-------- Teks Dokumen --------
Mengapa Jokowi dan Prabowo Sama-Sama Galau?


Oleh: Hersubeno Arief
(Jurnalis senior, konsultan media)

Pilpres kali ini barangkali bisa disebut sebagai pemilu paling aneh. Baik incumbent maupun para penantangnya sama-sama galau, tak cukup pede untuk maju.

Sebagai incumbent dan didukung banyak partai, Jokowi masih bingung dan galau harus memilih siapa yang menjadi pasangannya. Jokowi juga masih dengan seksama mengamati, dan harap-harap cemas, siapa yang akan jadi lawannya. Tetap Prabowo, atau muncul figur alternatif?

Jokowi pasti sangat menghendaki, bahkan bila perlu terus mendorong agar Prabowo yang maju menjadi penantangnya. Kalkulasinya lebih mudah, dan sudah terukur.

Saat Prabowo didukung koalisi yang sangat kuat dalam barisan Koalisi Merah Putih—Gerindra, Golkar, PKS, PAN, dan PPP—pada Pilpres 2014 bisa dikalahkan, apalagi sekarang. Baru PKS yang confirm mendukung Prabowo. Jadi Jokowi pasti sangat pede.

Sebaliknya Prabowo sebagai penantang, juga masih bingung dan galau, mau maju atau tidak. Kalau harus maju, siapa pasangan yang bersedia digandengnya? Apakah ada donatur yang bersedia mensuportnya, menilik elektabilitasnya yang rendah, serta sejumlah persoalan lainnya.
-------- Entri yang Diambil --------
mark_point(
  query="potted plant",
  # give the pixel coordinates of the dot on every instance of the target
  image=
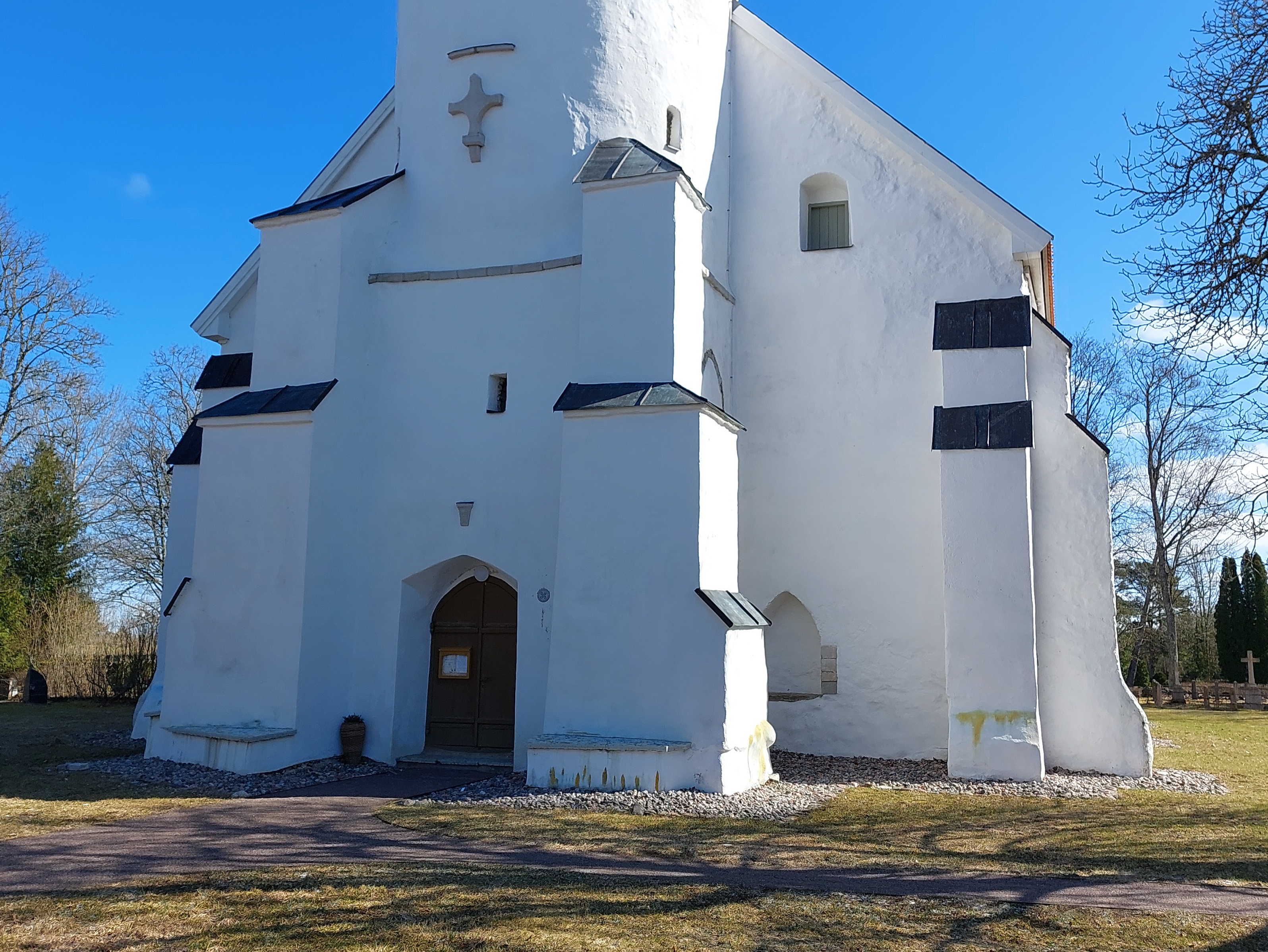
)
(352, 738)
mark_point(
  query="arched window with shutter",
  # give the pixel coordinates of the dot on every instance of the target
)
(826, 213)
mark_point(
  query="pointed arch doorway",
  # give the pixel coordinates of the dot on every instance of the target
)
(471, 691)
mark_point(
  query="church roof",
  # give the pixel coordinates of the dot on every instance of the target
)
(735, 609)
(623, 159)
(226, 371)
(629, 159)
(189, 451)
(279, 400)
(615, 396)
(336, 199)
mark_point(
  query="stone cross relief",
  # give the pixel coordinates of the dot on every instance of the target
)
--------
▶ **Soal**: Salin tanpa mengubah apa pun bagian tulisan tentang Jokowi dan Prabowo yang dibuka dengan kata-kata yang memuat "Jokowi pasti sangat menghendaki, bahkan" dan ditutup dengan "dan sudah terukur.".

▶ **Jawaban Soal**:
Jokowi pasti sangat menghendaki, bahkan bila perlu terus mendorong agar Prabowo yang maju menjadi penantangnya. Kalkulasinya lebih mudah, dan sudah terukur.